• **Region labeling entries**:
--- Start ---

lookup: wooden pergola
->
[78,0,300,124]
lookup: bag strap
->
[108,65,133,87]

--- End ---

Tally the lines in the entries that contain the string "lookup", treating uppercase and lowercase as different, and give only the number.

2